### Passage provided
════

Tragedy strikes every writer’s work-in-progress sooner or
later. In spite of all your efforts to be careful and to back up your work
daily, you will (take your pick):
- hit the delete key by accident and the autosave function will save the accidental version before your fingers, paralyzed with shock and horror, can click undo.
- somehow save your just-revised Act 2 as Act 1, leaving you with two copies of Act 2 (although one copy is named Act 1) and overwriting Act 1 (which you also revised today, or maybe last week and forgot to back it up.) Self-flagellation begins (“I wouldda, couldda, shouldda...”)
- have no idea what you did, but the chapter you wrote yesterday has totally disappeared. Trying to suppress the panic swarming in your chest like a cloud of angry bees, you look in nearby folders and at the bottom of the document library list, but the whole chapter has gone into a black hole, apparently never to return. The Search function can’t even find it. Doom looms, as inevitable as winter.
- have no idea why, but your computer tells you your short story file is corrupted and can’t be recovered. You run to the bathroom and throw up the leftover Chinese take-out you had for breakfast.
What’s a heartbroken writer to do?
Write
the paragraph/Act/chapter/story a second time.
I hear sobs in Alaska, wails in Australia, sniffles in
Alabama—even moans coming from the fourth planet circling Aldereen in the Dragonfly
Nebula. (Okay, I invented that last place to make my point.) This is not what a
writer mourning her lost labor-of-love wants to be told.
So go ahead and cry, scream into your pillow, whine to your
writer friends, take a walk, dig out some chocolate, shake it off, suck it up.
Then don your Super Writer panties and write the passage again.
Believe it or not, you can do this. And the end result will
be surprisingly similar, if not identical, to the original. I know this from
personal experience.
When I lost an entire chapter right after I polished my work
of art, I was devastated. I so did
not want to write that chapter again! I’d labored over this part of my
manuscript for eleven days to make it as close to perfect as I possibly could.

════

### Parts of the exercise
1) In the passage on losing a work in progress, how many days did the author spend on the chapter that disappeared?
2) Using the passage on losing a work in progress, explain why the author did not want to write the lost chapter again.

### Stored data
════

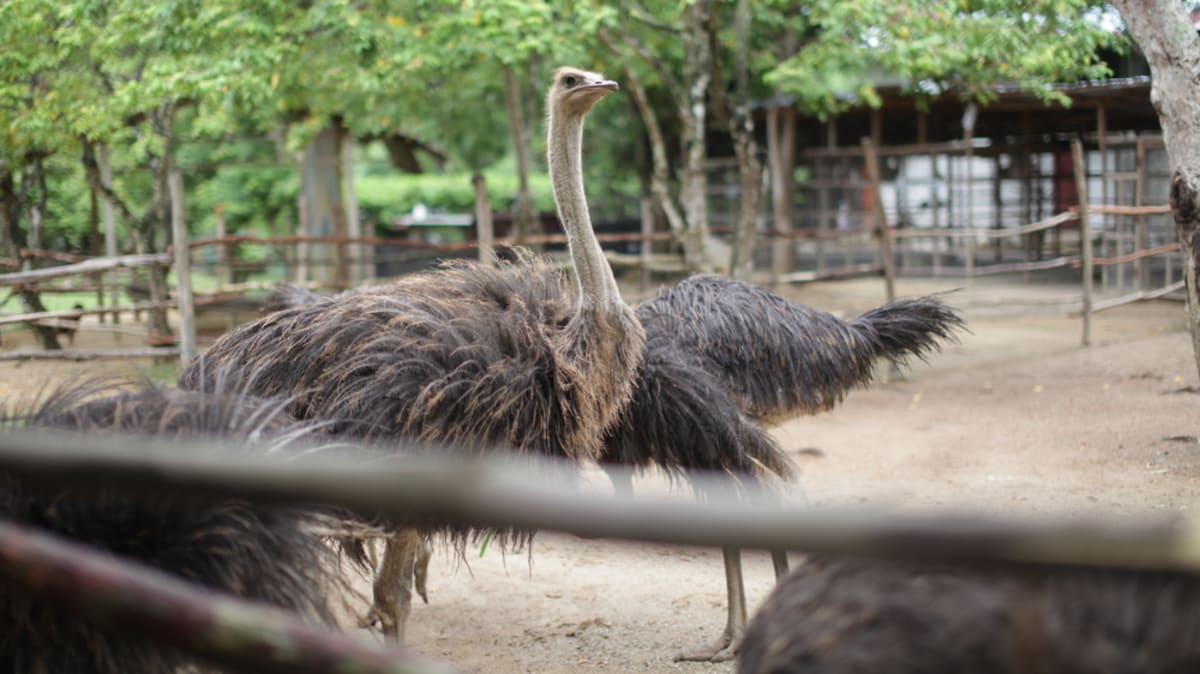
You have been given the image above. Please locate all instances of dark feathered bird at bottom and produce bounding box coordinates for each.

════

### Answers for the exercise
1) Eleven days.

2) The author lost the chapter right after polishing it and had labored over that part of the manuscript for eleven days. That work was meant to make it as close to perfect as possible.